* Problems to solve:
1. In the ShapeFit description, why is the strain of the generated pose monitored while the input molecule is forced into the shape constraint? Answer in one to three sentences.
2. Echo everything in the ShapeFit description from "When multiple receptors, or" down to "chosen bound ligand.".

* Text block:
Segment Open
ShapeFit¶

SHAPEFIT is a pose prediction method that is built up on the concept that similar ligands have similar binding modes in a protein active site. Given a molecule that is known to bind, and a ligand-protein complex containing a similar ligand or the binding pose of a similar ligand, SHAPEFIT overlays the docked ligand onto the known bound ligand. The approach used here is an extension of the molecular- shape-based ligand-alignment algorithm used in ROCS. Although both are shape-based ligand alignment, unlike ROCS, SHAPEFIT allows for for intra-molecular flexibility of the docked ligand. SHAPEFIT also guards against the docked ligand bumping into the protein, when using a ligand-protein complex as reference system.

When multiple receptors, or bound ligand references are provided, SHAPEFIT searches through XRC coordinates of ligands, determines the bound-liagnd best able to predict the pose of the molecule and then generates both a pose and the probability that the pose is correct.

SHAPEFIT’s basic algorithm:

Given a set of potential complexes or bound-ligands, SHAPEFIT chooses the appropriate reference system based on the 2D/3D similarity to the bound ligand. The best reference, in general, has the highest 2D/3D similarity of the input molecule to the chosen bound ligand.

After the complex is chosen, a flexible fitting is performed that attempts to maximize the shape and color similarities between the input molecule and the bound ligand while at the same time minimizing the intra-molecular force field on input molecule.

SHAPEFIT seeds the flexible fit by expanding the poses generated by the original 3D similarity as described in (1) and then applying the shape constraint of the bound ligand.

As shown in figure SHAPEFIT Optimization, SHAPEFIT works by first using the known bound ligand to position the input molecule and follows up by using the bound ligand as a shape constraint during force field optimization [Halgren-I-1996] [Halgren-II-1996] [Halgren-III-1996] [Halgren-IV-1996] [Halgren-V-1996] [Halgren-VI-1999] [Halgren-VII-1999] . While the input molecule is being forced into the shape constraint, the generated pose strain is monitored to avoid generating high strain poses.
Segment Closed
* Entries shown:
Segment Open
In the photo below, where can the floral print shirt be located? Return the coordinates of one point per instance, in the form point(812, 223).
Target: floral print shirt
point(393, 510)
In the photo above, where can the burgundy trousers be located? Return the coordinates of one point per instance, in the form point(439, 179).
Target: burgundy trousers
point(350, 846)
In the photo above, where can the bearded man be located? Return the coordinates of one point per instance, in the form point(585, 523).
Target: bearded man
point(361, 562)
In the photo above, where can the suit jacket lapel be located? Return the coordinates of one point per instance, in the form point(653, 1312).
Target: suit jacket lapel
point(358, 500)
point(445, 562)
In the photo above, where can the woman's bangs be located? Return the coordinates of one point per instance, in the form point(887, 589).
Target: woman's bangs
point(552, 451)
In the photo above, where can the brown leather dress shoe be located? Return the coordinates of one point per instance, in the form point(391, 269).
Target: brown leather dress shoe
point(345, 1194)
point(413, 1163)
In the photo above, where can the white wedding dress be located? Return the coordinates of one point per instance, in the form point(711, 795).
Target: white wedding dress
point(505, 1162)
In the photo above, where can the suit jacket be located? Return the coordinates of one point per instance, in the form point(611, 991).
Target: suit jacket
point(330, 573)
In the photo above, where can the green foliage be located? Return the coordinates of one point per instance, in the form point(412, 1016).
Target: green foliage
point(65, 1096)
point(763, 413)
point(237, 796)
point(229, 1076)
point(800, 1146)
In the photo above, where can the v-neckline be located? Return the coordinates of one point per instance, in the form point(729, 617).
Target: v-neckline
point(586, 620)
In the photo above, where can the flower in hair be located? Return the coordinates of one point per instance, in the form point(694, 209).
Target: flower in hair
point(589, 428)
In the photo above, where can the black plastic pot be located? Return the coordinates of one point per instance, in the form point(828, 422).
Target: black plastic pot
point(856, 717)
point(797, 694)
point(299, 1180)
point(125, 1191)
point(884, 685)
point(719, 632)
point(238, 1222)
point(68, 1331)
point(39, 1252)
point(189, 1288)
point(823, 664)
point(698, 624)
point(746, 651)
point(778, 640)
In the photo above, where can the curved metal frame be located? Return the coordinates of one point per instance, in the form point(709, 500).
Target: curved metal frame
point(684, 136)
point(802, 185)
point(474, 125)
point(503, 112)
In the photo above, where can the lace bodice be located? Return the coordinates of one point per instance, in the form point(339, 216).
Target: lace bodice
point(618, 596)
Segment Closed
* Solution set:
1. The strain is monitored so that SHAPEFIT avoids generating high-strain poses while the input molecule is pushed into the shape of the bound ligand during force field optimization.

2.
When multiple receptors, or bound ligand references are provided, SHAPEFIT searches through XRC coordinates of ligands, determines the bound-liagnd best able to predict the pose of the molecule and then generates both a pose and the probability that the pose is correct.

SHAPEFIT’s basic algorithm:

Given a set of potential complexes or bound-ligands, SHAPEFIT chooses the appropriate reference system based on the 2D/3D similarity to the bound ligand. The best reference, in general, has the highest 2D/3D similarity of the input molecule to the chosen bound ligand.